**Written instruction:** Please continue the article below about microhousing in Seattle, starting right after its last sentence.

**Source text:**
A few weeks ago, a series of mishaps hit Molly, 24, all at once: a roach-infested apartment, a sudden breakup, and she found herself sleeping in a friend’s basement, searching desperately for an affordable place she could move into with little notice. Easier said than done, as she lives in Seattle.
At the bus stop one day, Molly noticed a building of “aPodments” — a trademarked brand of microhousing that has sprung up in Seattle over the last year like mushrooms after a rainstorm. (One local blog counts at least 15 projects constructed or in the works in just one neighborhood.) She called to inquire on a Friday and moved in on Monday. She has a three-month lease and pays $595 per month (utilities and internet included) for a furnished, dorm-sized room with a private bathroom, refrigerator, and access to a full-sized common kitchen.
Microhousing — a catch-all term for ultra-compact apartments that sometimes share common spaces — offers a way to reconcile rising urban housing prices with a financially struggling generation’s preference for city living. It’s proliferating in cities where the tension between those contradictory trends is most acute: Seattle, San Francisco, New York, Vancouver. San Francisco updated its city code to allow developers to build smaller individual units (a minimum of 150 square feet), and New York is reviewing design proposals for a pilot microhousing project of apartments around 275 to 300 square feet. Seattle’s approach has been a bit messier.
In the Emerald City, where housing prices are a constant lament (thought nowhere near as bad — yet — as D.C. or San Francisco), developers have found ways to work around city codes, creating structures that house dozens of people on what were once single-family lots. So far, the city is turning a blind eye. The result is that, for all city-dwellers’ disgust with McMansions and three-car garages, this tiniest kind of housing is now prompting passionate debate over the best approach to urban infill.

**Provided data:**

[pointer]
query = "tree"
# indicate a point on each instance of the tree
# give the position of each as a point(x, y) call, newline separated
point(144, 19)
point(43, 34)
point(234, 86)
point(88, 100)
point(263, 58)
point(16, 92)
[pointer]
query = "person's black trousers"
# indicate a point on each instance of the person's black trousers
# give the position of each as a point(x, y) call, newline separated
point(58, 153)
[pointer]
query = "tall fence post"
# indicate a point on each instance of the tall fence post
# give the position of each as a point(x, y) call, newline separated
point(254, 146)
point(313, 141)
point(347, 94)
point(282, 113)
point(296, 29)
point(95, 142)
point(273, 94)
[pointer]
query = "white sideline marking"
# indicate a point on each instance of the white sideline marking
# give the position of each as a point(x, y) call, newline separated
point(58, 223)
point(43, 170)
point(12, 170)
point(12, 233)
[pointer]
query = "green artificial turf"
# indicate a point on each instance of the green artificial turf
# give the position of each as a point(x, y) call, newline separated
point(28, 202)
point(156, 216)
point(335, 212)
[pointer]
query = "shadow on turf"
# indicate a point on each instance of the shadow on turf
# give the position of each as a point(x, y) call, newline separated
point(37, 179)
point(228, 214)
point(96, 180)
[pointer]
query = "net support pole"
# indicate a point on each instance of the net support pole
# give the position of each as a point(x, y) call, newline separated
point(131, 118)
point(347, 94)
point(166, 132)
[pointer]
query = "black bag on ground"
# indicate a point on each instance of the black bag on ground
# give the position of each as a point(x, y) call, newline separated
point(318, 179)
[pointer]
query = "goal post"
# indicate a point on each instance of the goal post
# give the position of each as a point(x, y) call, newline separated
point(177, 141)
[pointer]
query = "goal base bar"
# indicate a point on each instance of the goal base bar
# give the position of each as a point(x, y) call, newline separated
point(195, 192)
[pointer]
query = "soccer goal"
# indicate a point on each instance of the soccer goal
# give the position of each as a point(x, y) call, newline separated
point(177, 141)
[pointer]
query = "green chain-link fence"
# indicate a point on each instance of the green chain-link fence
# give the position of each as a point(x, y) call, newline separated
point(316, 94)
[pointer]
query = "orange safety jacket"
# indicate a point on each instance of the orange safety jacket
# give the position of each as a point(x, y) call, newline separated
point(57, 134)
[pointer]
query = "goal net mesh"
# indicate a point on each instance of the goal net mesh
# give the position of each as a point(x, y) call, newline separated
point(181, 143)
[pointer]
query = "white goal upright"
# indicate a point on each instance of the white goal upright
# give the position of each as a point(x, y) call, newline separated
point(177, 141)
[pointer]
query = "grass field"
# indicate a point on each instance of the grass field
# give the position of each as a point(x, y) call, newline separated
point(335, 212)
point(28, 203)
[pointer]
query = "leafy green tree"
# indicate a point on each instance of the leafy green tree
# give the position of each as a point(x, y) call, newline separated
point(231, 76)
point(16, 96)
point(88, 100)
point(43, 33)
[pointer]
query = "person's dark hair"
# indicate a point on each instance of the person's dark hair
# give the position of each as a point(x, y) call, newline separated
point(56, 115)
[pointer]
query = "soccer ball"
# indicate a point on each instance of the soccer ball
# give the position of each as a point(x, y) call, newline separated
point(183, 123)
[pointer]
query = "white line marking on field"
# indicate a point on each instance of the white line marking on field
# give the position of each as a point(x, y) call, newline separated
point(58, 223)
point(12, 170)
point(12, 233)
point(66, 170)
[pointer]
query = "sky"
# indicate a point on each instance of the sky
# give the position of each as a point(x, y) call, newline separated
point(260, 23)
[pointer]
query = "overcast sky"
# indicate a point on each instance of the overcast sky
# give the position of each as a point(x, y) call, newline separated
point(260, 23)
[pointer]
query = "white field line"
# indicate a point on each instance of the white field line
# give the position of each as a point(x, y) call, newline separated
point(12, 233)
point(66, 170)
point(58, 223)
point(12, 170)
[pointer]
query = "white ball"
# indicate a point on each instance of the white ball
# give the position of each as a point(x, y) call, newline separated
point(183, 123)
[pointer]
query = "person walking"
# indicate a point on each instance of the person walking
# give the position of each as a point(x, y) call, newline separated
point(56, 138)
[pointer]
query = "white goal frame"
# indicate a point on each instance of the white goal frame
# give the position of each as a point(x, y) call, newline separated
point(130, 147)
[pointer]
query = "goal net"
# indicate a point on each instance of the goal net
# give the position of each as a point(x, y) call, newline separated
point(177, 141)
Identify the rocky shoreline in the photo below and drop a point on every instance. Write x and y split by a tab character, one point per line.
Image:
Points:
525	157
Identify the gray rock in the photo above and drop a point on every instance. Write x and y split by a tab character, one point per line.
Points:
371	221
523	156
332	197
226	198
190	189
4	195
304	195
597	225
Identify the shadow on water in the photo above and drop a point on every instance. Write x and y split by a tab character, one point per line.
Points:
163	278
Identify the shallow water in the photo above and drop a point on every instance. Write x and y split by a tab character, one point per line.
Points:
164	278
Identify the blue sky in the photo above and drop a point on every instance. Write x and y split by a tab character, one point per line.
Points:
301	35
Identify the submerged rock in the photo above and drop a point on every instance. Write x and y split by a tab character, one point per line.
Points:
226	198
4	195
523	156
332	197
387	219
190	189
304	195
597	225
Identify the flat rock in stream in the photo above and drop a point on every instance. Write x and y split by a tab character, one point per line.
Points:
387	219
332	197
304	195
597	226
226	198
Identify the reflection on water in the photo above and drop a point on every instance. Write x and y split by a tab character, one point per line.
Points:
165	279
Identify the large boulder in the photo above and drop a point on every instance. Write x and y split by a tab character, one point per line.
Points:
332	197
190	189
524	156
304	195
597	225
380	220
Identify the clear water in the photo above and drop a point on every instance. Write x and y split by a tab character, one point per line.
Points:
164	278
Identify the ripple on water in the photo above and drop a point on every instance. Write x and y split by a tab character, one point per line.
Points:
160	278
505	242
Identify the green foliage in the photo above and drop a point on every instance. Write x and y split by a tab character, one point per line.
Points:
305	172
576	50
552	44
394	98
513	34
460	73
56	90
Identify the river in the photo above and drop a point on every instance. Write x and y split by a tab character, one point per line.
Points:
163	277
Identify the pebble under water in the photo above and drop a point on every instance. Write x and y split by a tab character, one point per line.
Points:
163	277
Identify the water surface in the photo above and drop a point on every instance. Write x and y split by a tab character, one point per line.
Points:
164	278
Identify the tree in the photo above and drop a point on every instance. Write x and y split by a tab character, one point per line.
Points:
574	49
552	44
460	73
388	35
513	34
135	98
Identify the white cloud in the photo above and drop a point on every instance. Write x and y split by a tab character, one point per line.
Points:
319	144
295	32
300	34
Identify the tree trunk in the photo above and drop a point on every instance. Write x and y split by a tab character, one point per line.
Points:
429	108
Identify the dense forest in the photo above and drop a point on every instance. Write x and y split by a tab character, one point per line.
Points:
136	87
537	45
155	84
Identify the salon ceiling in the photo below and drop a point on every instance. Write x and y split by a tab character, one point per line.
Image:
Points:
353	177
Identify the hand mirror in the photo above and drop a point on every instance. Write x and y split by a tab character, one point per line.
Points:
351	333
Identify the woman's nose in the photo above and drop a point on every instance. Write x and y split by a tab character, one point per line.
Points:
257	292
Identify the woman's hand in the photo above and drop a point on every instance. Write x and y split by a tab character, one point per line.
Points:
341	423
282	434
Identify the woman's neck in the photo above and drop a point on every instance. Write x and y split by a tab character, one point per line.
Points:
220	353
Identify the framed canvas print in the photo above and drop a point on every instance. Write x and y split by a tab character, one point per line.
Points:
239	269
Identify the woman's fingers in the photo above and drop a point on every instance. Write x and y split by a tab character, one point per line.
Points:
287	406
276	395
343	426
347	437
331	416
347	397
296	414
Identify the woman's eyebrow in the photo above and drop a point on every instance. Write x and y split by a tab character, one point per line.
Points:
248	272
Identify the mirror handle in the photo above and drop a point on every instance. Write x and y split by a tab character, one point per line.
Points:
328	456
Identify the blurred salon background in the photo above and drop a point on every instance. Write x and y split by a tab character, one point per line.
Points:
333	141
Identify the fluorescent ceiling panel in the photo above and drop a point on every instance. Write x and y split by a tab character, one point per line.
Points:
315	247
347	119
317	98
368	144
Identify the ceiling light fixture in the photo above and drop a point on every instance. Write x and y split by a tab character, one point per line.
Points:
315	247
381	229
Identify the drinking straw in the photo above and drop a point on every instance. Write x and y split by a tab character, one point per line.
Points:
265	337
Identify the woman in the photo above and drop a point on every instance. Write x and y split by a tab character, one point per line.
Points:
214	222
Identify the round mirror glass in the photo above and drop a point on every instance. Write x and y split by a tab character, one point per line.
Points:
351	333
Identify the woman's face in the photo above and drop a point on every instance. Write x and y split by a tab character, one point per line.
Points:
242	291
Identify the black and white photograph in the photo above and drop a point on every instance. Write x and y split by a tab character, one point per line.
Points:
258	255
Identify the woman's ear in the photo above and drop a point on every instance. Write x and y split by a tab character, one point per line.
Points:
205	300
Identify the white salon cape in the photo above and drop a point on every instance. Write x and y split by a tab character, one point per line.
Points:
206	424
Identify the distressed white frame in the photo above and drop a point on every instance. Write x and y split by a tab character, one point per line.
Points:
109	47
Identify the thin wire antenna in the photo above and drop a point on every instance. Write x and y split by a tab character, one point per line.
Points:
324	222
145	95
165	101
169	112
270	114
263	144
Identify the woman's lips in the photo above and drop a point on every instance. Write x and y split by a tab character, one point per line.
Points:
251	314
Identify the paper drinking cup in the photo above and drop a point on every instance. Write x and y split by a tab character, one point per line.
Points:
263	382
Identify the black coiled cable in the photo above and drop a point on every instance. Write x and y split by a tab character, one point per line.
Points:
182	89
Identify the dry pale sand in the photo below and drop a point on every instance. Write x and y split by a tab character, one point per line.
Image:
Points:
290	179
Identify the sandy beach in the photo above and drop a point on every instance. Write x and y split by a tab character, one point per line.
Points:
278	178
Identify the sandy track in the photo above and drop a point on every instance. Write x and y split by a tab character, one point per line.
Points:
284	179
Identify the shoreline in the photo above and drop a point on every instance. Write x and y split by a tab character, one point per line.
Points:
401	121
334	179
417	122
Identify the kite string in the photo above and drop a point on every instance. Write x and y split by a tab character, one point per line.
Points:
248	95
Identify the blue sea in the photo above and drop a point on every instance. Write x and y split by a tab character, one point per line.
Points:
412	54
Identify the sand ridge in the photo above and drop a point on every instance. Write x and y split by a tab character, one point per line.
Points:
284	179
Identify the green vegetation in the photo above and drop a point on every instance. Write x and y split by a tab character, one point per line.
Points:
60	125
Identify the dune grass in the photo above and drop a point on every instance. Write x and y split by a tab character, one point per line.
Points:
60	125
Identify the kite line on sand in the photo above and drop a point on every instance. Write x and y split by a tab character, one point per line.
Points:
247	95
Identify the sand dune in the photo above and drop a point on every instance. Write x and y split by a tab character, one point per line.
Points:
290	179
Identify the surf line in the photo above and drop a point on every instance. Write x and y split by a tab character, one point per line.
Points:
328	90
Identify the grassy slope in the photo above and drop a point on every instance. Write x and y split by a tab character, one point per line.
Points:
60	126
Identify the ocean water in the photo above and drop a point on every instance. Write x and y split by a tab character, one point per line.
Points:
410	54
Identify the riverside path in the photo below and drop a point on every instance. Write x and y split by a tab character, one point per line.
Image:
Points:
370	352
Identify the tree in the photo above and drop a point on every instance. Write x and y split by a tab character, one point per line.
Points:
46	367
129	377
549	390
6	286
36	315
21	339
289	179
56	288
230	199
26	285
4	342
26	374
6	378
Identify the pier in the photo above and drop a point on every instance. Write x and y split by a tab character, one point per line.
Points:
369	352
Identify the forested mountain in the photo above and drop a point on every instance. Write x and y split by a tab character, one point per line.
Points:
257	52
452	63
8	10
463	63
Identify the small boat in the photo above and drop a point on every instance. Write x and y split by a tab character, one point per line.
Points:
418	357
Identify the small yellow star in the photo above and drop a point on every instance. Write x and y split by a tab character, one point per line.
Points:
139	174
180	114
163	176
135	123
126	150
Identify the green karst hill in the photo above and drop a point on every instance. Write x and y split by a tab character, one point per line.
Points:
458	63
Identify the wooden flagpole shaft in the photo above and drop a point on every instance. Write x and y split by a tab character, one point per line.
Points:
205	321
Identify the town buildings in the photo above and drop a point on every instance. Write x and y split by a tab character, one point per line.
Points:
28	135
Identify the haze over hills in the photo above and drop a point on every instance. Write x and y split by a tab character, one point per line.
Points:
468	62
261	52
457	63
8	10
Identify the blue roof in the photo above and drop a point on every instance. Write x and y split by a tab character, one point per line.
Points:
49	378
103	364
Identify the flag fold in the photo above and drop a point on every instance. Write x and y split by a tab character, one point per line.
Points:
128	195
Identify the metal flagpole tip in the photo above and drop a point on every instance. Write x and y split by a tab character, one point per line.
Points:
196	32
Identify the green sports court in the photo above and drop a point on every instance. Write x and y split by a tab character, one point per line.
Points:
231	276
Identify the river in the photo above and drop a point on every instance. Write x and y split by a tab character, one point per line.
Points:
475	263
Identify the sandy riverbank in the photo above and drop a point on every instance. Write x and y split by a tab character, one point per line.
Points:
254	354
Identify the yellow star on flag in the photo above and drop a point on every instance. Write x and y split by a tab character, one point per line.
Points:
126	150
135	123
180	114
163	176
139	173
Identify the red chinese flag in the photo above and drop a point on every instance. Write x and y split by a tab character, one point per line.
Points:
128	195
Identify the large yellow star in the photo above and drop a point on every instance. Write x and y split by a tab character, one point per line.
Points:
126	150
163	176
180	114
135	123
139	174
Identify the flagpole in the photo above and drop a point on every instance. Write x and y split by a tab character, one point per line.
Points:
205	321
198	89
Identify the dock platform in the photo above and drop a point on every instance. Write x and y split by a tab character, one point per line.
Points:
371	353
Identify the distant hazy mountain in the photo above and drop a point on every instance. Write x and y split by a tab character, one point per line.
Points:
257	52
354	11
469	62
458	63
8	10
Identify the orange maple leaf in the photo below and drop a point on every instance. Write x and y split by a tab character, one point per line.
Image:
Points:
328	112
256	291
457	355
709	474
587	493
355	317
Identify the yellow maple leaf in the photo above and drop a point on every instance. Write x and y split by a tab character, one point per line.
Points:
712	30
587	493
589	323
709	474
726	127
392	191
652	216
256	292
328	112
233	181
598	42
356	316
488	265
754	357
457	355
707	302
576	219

**Response below:**
Supporters of microhousing paint critics as a bunch of wealthy homeowners who don’t want younger, poorer folks flooding their neighborhood, competing for parking spaces, blocking their views, destroying local character, and depreciating neighboring property values. And you can see where that impression comes from. “Anyone who can scrape up enough money for month-to-month rent can live there,” one neighbor of an under-construction microapartment building told Seattle alt-weekly The Stranger in 2009. “I don’t think most people want to live next to a boarding house with itinerant people living in it.” He worried the development would be “a magnet for very sketchy people.”
Molly is not sketchy — she has a college degree and now manages an art studio in addition to her job as a barista. (Molly is not her real name.) And she suspects that “most people who live here … are in a similar situation to myself, in that they didn’t find what they were looking for but this works.” She plans to wait until her three-month lease is up, then take the time to look for a more normal-sized place in her price range.
The problem, according to microhousing critics, is not the idea of density itself or the types of new neighbors it could bring, but the backhanded way Seattle developers have gone about capitalizing on the trend. Local projects can bypass standard design and environmental reviews required for buildings with at least nine units by counting multiple microapartments that share a common space as one unit, even if the individual dwellings have locks on their doors and separate leases.
Carl Winter, a representative of a neighborhood group called Reasonable Density Seattle, says he has a friend who was told by a developer that a demolished single-family home on the block would be replaced with six units. “The neighbors were like, ‘OK, we’re used to that kind of density,’” Winter says. “That’s density we can accommodate, and it’s not going to change the neighborhood.” But the finished product turned out to be not six townhomes but 42 microapartments.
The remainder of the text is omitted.